··· Selected text
My earlier post  – “To err is human – Treating people when they make mistakes” generated some interesting responses which only took the subject forward. In continuation to that, I read a very relevant story on mgmtstories.com. Here it goes:

“There’s the story about a top salesman in the aircraft industry who messed up. He lost a $5,000,000 contract. At his desk the next morning he starts going through his papers – tidying them up, clearing his desk. He gets a phone call from his manager,

“Have you got 5 minutes? ”

“Sure” he mumbles and slowly makes his way up the stairs to his boss’ office.

As he enters the room he says “Look I know I got it wrong – I’m sorry – I’ve written my letter of resignation – here it is ” and puts it on the desk.

His manager looks at the letter, rips it in half, rips it in half again and puts it in the bin.

“You must be joking” she says smiling ” We’ve just spent $5,000,000 on your training – there’s no way you’re leaving until you’ve made that back for us.”

Great way to look at mistakes your people make!
······
▸ **Brief A**
Find every line in the entries below that contains the string "grass" and copy each one.
··· Data excerpts
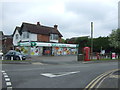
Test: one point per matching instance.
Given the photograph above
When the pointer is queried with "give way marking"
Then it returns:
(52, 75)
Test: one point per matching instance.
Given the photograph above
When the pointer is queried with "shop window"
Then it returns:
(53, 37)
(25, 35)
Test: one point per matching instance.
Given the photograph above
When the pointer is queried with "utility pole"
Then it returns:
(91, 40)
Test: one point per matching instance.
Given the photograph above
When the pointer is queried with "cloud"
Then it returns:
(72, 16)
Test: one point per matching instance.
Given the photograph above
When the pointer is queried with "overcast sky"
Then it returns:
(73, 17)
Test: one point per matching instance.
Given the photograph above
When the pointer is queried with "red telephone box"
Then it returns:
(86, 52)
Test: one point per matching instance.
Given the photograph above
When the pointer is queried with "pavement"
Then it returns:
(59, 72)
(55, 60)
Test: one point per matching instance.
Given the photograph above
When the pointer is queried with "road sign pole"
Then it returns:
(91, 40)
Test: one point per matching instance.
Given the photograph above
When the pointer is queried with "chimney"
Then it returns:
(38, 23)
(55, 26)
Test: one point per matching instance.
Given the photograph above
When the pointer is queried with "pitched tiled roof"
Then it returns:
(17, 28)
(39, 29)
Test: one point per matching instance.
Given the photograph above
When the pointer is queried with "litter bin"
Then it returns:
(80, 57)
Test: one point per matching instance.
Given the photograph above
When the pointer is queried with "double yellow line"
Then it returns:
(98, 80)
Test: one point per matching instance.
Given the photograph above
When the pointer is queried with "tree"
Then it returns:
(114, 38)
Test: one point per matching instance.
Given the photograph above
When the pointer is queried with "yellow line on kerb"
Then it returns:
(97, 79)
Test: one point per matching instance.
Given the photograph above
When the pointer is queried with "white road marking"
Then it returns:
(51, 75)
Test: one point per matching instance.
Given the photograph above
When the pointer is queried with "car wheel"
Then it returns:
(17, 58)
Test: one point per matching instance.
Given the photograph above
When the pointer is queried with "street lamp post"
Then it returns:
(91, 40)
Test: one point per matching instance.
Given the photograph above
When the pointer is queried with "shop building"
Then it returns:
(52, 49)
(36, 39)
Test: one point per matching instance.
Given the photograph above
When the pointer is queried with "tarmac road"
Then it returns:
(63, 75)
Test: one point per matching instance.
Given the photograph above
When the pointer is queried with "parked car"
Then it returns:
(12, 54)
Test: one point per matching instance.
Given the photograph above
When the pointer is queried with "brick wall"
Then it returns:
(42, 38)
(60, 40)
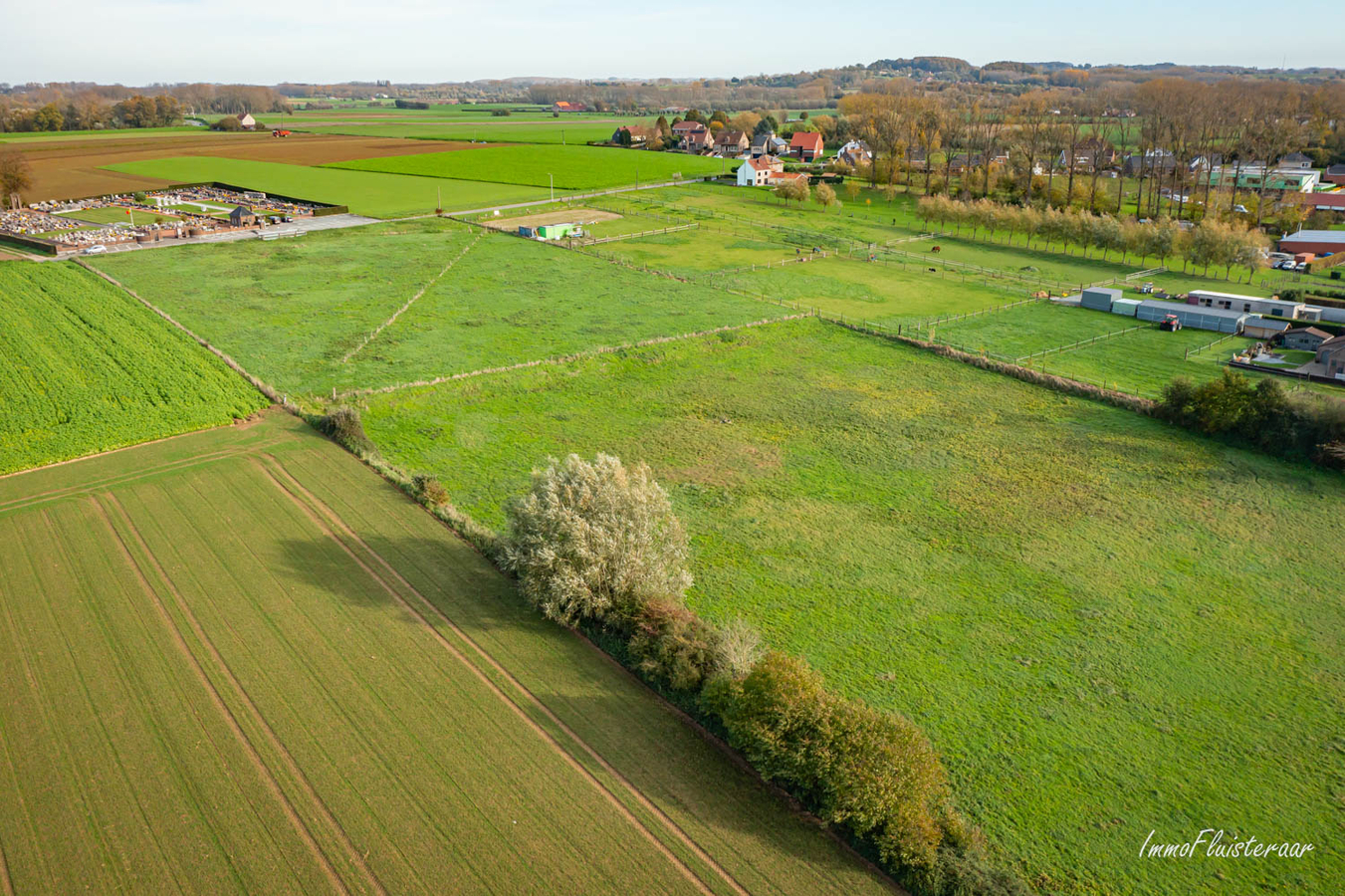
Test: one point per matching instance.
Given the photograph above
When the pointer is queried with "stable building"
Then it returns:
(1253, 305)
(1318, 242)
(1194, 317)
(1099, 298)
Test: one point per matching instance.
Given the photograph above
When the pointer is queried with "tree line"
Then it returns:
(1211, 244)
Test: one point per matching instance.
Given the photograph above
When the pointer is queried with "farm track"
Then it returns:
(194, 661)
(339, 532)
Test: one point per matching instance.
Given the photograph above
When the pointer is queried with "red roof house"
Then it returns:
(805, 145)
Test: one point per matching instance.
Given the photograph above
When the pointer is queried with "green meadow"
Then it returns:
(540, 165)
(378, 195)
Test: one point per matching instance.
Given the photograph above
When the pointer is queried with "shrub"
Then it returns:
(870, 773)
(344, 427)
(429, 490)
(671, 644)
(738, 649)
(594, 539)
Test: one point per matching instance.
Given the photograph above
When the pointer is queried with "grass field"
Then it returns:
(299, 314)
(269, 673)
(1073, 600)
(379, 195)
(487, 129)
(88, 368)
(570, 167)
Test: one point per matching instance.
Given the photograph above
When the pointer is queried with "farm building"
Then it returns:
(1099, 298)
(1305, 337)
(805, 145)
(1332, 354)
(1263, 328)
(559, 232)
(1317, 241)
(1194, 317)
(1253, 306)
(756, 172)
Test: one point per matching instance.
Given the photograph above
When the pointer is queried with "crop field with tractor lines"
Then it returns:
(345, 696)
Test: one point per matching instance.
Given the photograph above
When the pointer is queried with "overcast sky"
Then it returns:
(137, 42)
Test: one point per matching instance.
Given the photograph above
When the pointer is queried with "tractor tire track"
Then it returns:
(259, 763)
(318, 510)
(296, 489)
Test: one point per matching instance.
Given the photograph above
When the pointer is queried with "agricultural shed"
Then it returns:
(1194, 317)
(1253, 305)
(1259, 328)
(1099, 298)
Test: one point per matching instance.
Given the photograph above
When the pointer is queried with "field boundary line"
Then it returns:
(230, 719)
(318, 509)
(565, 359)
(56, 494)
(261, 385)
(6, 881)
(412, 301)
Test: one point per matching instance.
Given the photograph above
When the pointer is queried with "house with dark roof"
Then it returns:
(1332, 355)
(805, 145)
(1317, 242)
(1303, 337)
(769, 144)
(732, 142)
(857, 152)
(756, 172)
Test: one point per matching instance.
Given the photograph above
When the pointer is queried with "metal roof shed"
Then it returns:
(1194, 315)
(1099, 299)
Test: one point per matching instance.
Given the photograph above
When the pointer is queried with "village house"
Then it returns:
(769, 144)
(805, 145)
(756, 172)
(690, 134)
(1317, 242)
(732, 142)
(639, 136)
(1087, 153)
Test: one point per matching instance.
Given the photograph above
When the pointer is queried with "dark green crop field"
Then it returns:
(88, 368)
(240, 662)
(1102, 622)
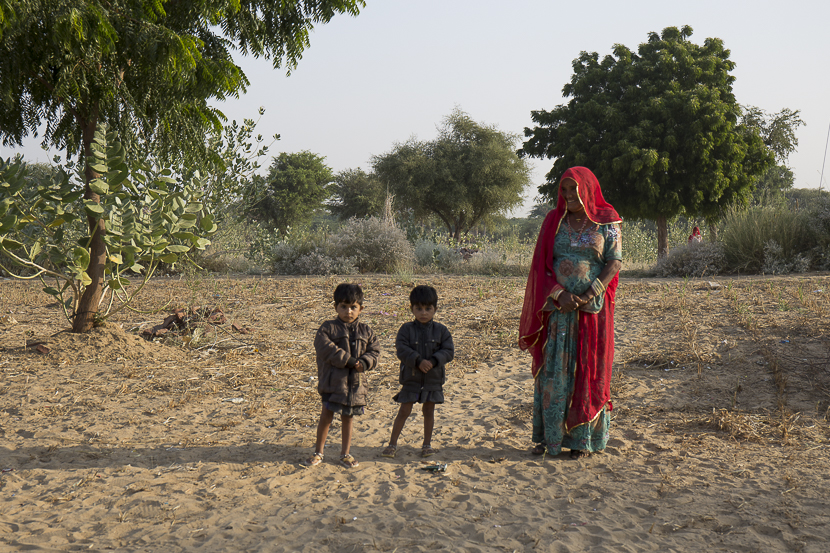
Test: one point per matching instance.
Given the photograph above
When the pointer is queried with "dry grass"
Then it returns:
······
▸ **Brief B**
In the story about the salesman's mistake, what does the manager do with the letter of resignation?

▸ **Complete output A**
When the pointer is queried with "grass field"
When the pointer is queried with "dry grass"

▸ **Complete output B**
She rips it in half, rips it in half again, and puts it in the bin.